**Exercise objective:** Scan the entries below for "guest" and copy each line that holds it.

**Data records:**

=== Begin Enclosure ===

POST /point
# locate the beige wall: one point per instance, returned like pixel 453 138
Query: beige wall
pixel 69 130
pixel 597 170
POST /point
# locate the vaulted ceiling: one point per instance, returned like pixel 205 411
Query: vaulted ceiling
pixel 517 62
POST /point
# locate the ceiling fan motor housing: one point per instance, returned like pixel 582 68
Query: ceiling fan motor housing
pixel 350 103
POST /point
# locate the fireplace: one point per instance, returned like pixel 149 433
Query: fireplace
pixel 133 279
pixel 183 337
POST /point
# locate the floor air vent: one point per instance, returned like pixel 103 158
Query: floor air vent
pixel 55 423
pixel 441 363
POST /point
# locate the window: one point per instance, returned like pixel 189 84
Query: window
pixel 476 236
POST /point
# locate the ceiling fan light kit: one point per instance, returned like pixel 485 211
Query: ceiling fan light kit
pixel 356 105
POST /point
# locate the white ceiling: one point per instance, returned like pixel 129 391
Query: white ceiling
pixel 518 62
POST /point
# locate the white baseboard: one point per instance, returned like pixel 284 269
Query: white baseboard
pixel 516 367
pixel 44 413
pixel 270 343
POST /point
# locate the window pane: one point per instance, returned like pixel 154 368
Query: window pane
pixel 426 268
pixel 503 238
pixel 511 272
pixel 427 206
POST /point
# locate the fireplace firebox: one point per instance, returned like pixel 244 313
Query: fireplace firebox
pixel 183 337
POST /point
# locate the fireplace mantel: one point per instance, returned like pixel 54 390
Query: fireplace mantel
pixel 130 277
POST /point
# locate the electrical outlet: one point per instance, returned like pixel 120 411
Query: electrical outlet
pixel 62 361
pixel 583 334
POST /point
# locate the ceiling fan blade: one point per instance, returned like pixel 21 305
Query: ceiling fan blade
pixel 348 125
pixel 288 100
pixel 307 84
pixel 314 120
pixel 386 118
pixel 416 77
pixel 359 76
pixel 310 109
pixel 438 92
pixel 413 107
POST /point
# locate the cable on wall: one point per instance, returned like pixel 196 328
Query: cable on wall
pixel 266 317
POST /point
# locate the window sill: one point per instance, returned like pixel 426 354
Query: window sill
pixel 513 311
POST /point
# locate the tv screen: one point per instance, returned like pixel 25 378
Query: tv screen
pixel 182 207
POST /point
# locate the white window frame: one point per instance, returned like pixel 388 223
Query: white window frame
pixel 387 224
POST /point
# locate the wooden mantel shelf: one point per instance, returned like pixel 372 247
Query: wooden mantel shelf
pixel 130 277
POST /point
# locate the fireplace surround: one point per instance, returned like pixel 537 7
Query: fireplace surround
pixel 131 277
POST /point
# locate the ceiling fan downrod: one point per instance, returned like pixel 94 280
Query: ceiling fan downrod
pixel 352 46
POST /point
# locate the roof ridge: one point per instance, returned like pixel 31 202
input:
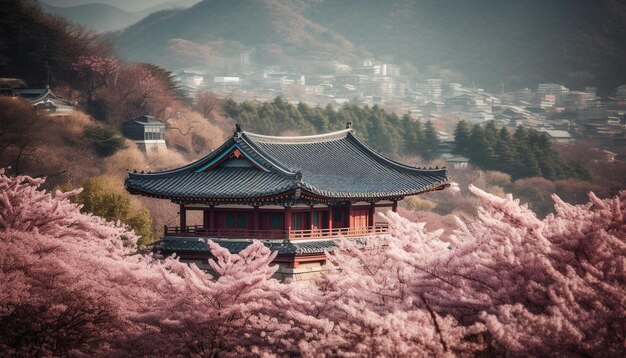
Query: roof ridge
pixel 315 138
pixel 393 163
pixel 280 169
pixel 186 167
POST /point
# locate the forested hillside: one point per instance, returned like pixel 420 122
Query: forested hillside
pixel 526 153
pixel 490 43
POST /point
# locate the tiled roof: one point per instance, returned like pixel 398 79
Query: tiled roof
pixel 169 245
pixel 335 166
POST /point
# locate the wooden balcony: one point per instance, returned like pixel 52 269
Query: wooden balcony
pixel 199 231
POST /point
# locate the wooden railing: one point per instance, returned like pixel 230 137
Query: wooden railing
pixel 197 230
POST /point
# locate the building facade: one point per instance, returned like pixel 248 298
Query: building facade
pixel 147 133
pixel 296 194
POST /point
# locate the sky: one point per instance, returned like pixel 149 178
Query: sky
pixel 127 5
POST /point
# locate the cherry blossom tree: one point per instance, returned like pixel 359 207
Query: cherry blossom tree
pixel 507 283
pixel 96 72
pixel 534 287
pixel 70 283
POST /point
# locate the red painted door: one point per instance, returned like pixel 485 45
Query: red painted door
pixel 359 220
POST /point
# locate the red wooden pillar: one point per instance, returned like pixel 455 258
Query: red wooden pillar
pixel 256 218
pixel 330 217
pixel 212 225
pixel 183 218
pixel 287 219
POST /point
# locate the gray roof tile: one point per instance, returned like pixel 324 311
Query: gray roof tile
pixel 335 165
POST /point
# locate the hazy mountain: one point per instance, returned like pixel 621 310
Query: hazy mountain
pixel 215 32
pixel 513 43
pixel 492 43
pixel 98 17
pixel 107 17
pixel 126 5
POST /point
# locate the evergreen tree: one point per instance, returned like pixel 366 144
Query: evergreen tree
pixel 431 141
pixel 462 134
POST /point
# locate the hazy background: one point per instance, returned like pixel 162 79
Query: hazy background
pixel 497 45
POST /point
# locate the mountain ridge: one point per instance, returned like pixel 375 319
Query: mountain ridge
pixel 495 44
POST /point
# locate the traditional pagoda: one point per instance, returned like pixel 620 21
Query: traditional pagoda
pixel 296 194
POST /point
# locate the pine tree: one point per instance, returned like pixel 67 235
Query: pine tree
pixel 462 134
pixel 431 141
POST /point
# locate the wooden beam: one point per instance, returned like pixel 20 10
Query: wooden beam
pixel 256 218
pixel 182 214
pixel 330 217
pixel 288 218
pixel 212 225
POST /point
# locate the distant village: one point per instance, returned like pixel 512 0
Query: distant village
pixel 562 114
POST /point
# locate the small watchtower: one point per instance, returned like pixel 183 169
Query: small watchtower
pixel 147 132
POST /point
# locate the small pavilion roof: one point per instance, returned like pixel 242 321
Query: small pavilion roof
pixel 252 167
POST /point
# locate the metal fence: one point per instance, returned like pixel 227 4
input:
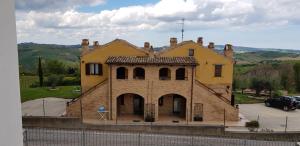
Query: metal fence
pixel 64 137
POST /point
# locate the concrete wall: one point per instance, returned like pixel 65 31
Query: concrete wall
pixel 74 123
pixel 10 105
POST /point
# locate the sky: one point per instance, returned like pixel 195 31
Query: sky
pixel 252 23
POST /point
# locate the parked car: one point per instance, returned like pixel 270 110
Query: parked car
pixel 283 102
pixel 297 98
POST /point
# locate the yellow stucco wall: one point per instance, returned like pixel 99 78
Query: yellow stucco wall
pixel 206 58
pixel 100 55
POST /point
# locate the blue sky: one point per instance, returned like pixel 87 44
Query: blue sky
pixel 253 23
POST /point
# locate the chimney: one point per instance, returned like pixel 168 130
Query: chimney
pixel 200 41
pixel 146 45
pixel 151 52
pixel 211 45
pixel 96 44
pixel 84 46
pixel 228 51
pixel 173 42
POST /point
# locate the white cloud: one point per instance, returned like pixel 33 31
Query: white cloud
pixel 162 16
pixel 50 5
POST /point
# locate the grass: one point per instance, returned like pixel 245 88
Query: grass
pixel 26 81
pixel 244 99
pixel 42 92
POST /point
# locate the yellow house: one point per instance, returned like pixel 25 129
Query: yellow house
pixel 185 82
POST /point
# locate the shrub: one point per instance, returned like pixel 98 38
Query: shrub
pixel 53 80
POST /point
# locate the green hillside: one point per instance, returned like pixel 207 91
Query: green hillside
pixel 29 52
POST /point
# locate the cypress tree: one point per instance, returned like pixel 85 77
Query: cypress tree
pixel 40 72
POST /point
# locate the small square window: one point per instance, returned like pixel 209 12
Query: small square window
pixel 218 70
pixel 93 69
pixel 191 52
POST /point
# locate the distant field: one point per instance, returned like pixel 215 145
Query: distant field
pixel 60 92
pixel 244 99
pixel 28 93
pixel 26 81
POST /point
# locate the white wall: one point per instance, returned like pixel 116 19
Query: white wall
pixel 10 106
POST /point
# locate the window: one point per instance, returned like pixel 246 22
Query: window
pixel 161 101
pixel 218 70
pixel 164 74
pixel 180 74
pixel 93 69
pixel 139 73
pixel 122 100
pixel 191 52
pixel 122 73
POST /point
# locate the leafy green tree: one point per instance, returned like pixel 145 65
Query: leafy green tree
pixel 297 76
pixel 54 79
pixel 40 72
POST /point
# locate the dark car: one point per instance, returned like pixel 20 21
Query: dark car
pixel 297 98
pixel 284 102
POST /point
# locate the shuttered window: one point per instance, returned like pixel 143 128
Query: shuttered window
pixel 191 52
pixel 93 69
pixel 218 70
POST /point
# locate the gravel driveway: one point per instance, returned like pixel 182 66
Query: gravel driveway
pixel 271 118
pixel 53 107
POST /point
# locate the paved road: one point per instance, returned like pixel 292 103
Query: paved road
pixel 53 107
pixel 43 137
pixel 271 118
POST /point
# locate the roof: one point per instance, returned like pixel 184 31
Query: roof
pixel 116 40
pixel 145 60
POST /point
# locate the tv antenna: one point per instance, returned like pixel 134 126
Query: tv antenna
pixel 182 28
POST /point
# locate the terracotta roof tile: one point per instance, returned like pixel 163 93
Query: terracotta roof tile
pixel 145 60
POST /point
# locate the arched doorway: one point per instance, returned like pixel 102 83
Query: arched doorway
pixel 172 107
pixel 130 107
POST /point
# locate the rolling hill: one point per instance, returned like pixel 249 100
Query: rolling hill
pixel 29 53
pixel 69 54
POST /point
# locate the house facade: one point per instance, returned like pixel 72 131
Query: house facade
pixel 184 82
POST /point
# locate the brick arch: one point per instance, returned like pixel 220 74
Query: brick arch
pixel 130 106
pixel 129 93
pixel 172 106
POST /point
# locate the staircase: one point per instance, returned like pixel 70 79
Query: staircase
pixel 86 92
pixel 213 92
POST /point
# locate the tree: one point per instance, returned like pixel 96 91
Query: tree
pixel 297 75
pixel 40 72
pixel 258 85
pixel 54 79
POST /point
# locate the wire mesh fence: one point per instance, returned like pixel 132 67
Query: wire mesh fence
pixel 64 137
pixel 275 123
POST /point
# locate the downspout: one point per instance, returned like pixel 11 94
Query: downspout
pixel 192 90
pixel 110 91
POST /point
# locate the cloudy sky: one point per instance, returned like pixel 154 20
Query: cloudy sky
pixel 254 23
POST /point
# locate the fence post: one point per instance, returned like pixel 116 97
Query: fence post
pixel 83 138
pixel 25 137
pixel 139 140
pixel 44 113
pixel 286 118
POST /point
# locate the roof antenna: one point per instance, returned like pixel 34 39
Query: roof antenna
pixel 182 26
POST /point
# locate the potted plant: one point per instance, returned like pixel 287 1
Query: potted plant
pixel 149 118
pixel 198 118
pixel 252 125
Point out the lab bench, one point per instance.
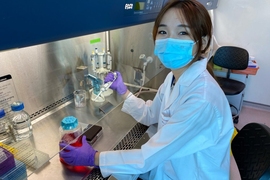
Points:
(119, 131)
(116, 125)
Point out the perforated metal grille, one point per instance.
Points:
(128, 142)
(51, 106)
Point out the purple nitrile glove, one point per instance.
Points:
(78, 156)
(118, 85)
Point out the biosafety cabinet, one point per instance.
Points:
(42, 44)
(27, 23)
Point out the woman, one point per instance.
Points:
(193, 115)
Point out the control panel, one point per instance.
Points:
(139, 7)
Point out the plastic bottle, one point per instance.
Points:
(21, 122)
(70, 133)
(5, 136)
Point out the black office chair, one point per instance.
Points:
(251, 150)
(231, 58)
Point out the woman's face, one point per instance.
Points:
(172, 25)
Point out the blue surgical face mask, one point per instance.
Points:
(174, 53)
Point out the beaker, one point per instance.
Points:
(80, 98)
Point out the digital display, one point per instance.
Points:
(139, 6)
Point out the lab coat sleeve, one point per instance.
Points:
(188, 131)
(145, 112)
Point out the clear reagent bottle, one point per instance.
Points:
(5, 136)
(21, 122)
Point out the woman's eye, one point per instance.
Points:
(161, 32)
(183, 33)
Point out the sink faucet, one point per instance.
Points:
(96, 82)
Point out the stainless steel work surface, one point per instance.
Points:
(118, 131)
(115, 124)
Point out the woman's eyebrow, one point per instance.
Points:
(180, 25)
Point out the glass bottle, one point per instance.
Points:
(21, 122)
(70, 133)
(5, 136)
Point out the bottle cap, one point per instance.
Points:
(2, 113)
(17, 106)
(69, 123)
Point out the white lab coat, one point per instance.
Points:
(193, 137)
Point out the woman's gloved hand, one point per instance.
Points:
(118, 85)
(78, 156)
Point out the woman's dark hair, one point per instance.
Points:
(196, 16)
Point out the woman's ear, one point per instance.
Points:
(205, 40)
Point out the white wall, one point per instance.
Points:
(246, 23)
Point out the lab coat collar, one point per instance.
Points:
(192, 72)
(185, 80)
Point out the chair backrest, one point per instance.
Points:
(251, 150)
(231, 57)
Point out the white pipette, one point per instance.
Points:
(106, 85)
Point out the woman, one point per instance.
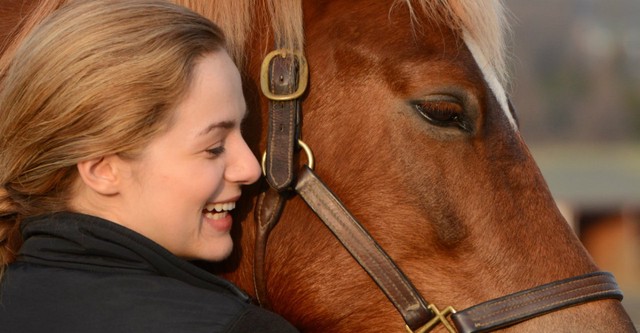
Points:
(120, 158)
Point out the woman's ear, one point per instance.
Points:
(101, 174)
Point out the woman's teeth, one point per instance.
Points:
(218, 210)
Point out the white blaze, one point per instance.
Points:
(490, 76)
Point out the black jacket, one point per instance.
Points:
(79, 273)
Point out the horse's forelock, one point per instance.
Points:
(239, 18)
(484, 21)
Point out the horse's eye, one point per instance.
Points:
(442, 112)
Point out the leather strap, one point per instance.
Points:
(267, 214)
(520, 306)
(283, 123)
(364, 249)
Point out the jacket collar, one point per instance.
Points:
(84, 242)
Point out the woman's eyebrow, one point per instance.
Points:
(223, 124)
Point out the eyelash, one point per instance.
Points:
(217, 151)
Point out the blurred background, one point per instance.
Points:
(576, 90)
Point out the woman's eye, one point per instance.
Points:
(216, 151)
(443, 113)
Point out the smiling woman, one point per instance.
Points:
(133, 161)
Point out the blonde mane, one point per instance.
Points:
(484, 21)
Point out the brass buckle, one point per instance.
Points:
(307, 151)
(441, 317)
(303, 75)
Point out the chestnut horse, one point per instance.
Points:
(406, 114)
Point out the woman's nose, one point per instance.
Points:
(244, 167)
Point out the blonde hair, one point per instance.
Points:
(95, 78)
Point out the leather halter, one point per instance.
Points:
(283, 81)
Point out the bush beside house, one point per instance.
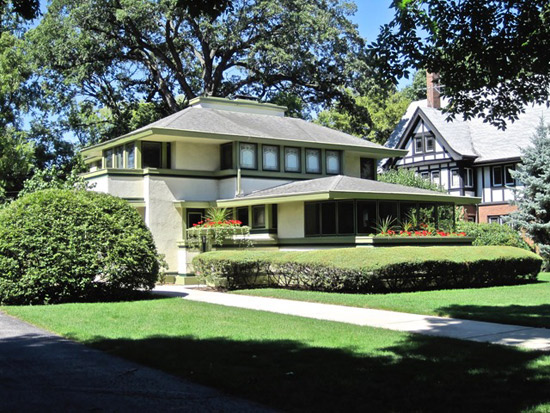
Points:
(370, 269)
(66, 245)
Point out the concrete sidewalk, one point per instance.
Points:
(505, 334)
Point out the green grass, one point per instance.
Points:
(298, 364)
(527, 304)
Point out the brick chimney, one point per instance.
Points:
(433, 91)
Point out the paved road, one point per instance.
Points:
(526, 337)
(42, 372)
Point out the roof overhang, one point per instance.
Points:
(341, 195)
(183, 134)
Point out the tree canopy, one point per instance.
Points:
(493, 57)
(117, 56)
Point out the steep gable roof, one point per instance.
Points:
(473, 138)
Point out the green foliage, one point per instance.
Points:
(114, 55)
(65, 245)
(373, 116)
(408, 177)
(533, 197)
(492, 56)
(370, 269)
(493, 234)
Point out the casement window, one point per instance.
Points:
(313, 161)
(468, 177)
(418, 145)
(130, 156)
(270, 158)
(109, 158)
(258, 216)
(242, 215)
(151, 154)
(226, 156)
(367, 168)
(508, 179)
(248, 156)
(497, 176)
(332, 162)
(455, 178)
(293, 162)
(429, 144)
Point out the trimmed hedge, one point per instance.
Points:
(369, 269)
(65, 246)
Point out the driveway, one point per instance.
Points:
(42, 372)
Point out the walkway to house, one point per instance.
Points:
(42, 372)
(527, 337)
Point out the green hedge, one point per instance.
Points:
(369, 269)
(64, 245)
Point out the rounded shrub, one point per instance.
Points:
(65, 245)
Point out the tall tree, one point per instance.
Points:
(493, 57)
(533, 199)
(114, 54)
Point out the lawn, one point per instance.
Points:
(527, 304)
(298, 364)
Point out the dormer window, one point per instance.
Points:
(333, 162)
(292, 160)
(270, 158)
(430, 143)
(248, 156)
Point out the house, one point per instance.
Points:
(467, 157)
(295, 183)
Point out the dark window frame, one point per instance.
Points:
(299, 170)
(278, 151)
(255, 145)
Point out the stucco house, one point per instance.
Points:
(295, 183)
(467, 157)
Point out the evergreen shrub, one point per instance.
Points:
(65, 245)
(369, 270)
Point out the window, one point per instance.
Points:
(366, 217)
(497, 175)
(333, 162)
(258, 216)
(130, 156)
(109, 158)
(226, 156)
(119, 157)
(508, 176)
(313, 161)
(455, 178)
(248, 156)
(312, 219)
(468, 177)
(292, 160)
(346, 216)
(430, 143)
(242, 215)
(418, 146)
(151, 153)
(367, 168)
(270, 158)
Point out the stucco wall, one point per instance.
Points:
(291, 220)
(196, 156)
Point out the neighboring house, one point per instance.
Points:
(297, 184)
(469, 158)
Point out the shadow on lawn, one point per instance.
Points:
(418, 374)
(524, 315)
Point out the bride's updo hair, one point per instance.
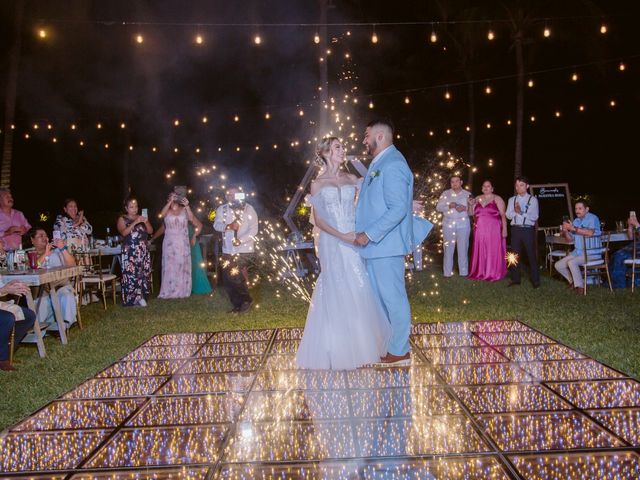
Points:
(322, 150)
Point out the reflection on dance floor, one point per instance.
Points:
(481, 400)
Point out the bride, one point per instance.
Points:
(346, 327)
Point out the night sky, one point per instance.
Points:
(89, 69)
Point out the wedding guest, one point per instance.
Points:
(176, 252)
(13, 315)
(199, 282)
(455, 226)
(73, 226)
(50, 255)
(489, 235)
(586, 224)
(238, 222)
(618, 268)
(13, 224)
(523, 211)
(136, 261)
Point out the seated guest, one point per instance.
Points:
(50, 255)
(13, 224)
(73, 227)
(12, 315)
(585, 224)
(618, 268)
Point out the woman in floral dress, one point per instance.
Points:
(136, 262)
(176, 249)
(73, 226)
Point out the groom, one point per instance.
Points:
(385, 232)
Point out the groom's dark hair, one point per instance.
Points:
(384, 122)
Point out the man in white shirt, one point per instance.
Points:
(238, 223)
(453, 204)
(523, 211)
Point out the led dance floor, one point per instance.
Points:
(481, 400)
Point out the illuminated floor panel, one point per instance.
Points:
(481, 400)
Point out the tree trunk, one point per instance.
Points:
(323, 127)
(11, 96)
(519, 103)
(472, 133)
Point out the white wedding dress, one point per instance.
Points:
(346, 327)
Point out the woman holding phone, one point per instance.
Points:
(136, 262)
(176, 250)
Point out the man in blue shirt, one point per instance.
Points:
(585, 225)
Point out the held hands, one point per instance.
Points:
(14, 287)
(349, 237)
(361, 239)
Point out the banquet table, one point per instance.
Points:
(38, 278)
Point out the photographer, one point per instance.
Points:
(238, 223)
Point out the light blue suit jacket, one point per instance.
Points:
(384, 209)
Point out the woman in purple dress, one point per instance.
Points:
(489, 236)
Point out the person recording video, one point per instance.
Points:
(238, 223)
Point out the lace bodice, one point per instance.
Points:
(337, 206)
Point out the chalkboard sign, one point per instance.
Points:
(554, 200)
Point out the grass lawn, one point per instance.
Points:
(603, 325)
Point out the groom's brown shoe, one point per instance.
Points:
(391, 360)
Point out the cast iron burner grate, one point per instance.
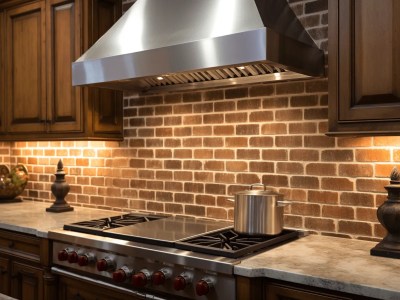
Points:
(228, 243)
(98, 226)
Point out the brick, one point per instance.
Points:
(261, 167)
(240, 117)
(213, 95)
(224, 154)
(289, 88)
(236, 166)
(213, 165)
(247, 178)
(302, 128)
(224, 106)
(289, 115)
(315, 114)
(249, 104)
(371, 185)
(289, 168)
(226, 130)
(306, 209)
(319, 141)
(205, 200)
(192, 97)
(306, 182)
(261, 142)
(213, 119)
(356, 170)
(261, 116)
(262, 90)
(304, 155)
(216, 213)
(193, 187)
(183, 198)
(321, 169)
(274, 155)
(367, 155)
(337, 184)
(273, 128)
(304, 100)
(289, 141)
(248, 129)
(234, 93)
(319, 224)
(252, 154)
(224, 178)
(337, 155)
(366, 214)
(278, 102)
(338, 212)
(354, 227)
(355, 142)
(195, 210)
(325, 197)
(213, 142)
(275, 180)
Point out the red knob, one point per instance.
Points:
(141, 278)
(158, 278)
(105, 264)
(119, 275)
(179, 283)
(83, 260)
(202, 287)
(63, 255)
(73, 257)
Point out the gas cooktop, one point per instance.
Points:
(197, 235)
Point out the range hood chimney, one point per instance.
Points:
(184, 44)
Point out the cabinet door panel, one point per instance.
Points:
(25, 69)
(64, 101)
(26, 282)
(4, 276)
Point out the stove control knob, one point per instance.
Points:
(204, 286)
(105, 264)
(86, 259)
(141, 278)
(73, 257)
(181, 281)
(159, 277)
(122, 274)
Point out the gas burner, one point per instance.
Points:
(229, 243)
(99, 225)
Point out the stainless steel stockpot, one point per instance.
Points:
(259, 212)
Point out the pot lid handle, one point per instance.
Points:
(258, 184)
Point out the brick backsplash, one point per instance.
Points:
(185, 153)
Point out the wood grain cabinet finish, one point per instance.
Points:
(25, 267)
(42, 38)
(364, 67)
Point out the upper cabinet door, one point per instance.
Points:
(25, 82)
(63, 23)
(364, 67)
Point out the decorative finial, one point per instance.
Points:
(60, 189)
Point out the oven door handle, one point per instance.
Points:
(72, 275)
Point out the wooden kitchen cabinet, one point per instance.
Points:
(73, 289)
(364, 68)
(42, 38)
(25, 267)
(269, 289)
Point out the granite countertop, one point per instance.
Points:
(32, 218)
(328, 262)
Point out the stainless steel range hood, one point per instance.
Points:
(184, 44)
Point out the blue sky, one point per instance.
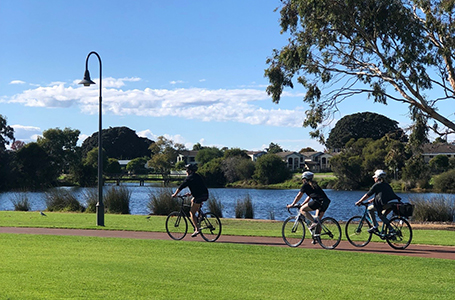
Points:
(192, 71)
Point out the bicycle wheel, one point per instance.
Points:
(293, 231)
(357, 231)
(210, 227)
(401, 235)
(176, 225)
(329, 233)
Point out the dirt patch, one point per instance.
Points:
(433, 225)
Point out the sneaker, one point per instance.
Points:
(373, 229)
(313, 226)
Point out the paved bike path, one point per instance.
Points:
(428, 251)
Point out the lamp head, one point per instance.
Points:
(86, 81)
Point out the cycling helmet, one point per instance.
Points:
(191, 167)
(307, 175)
(379, 174)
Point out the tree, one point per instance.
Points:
(388, 50)
(274, 148)
(207, 154)
(164, 155)
(61, 145)
(119, 143)
(113, 167)
(34, 167)
(213, 173)
(439, 163)
(362, 125)
(271, 169)
(6, 133)
(137, 166)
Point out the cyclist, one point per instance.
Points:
(383, 194)
(316, 199)
(198, 190)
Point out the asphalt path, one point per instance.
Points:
(428, 251)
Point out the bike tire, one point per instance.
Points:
(293, 231)
(356, 231)
(328, 233)
(402, 235)
(176, 225)
(210, 227)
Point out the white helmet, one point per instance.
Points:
(379, 174)
(307, 175)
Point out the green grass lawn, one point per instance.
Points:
(73, 267)
(156, 223)
(68, 267)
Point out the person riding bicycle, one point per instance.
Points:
(383, 194)
(316, 199)
(198, 190)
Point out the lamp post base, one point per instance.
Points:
(100, 214)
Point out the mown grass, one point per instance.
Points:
(245, 227)
(68, 267)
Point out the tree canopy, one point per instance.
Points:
(362, 125)
(6, 133)
(119, 143)
(389, 50)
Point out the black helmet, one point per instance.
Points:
(191, 167)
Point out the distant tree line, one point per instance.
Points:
(363, 142)
(55, 159)
(368, 141)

=== End Enclosure ===

**Finished task:**
Point out the wedding guest, one point per instance.
Point out the seated guest, one point per instance.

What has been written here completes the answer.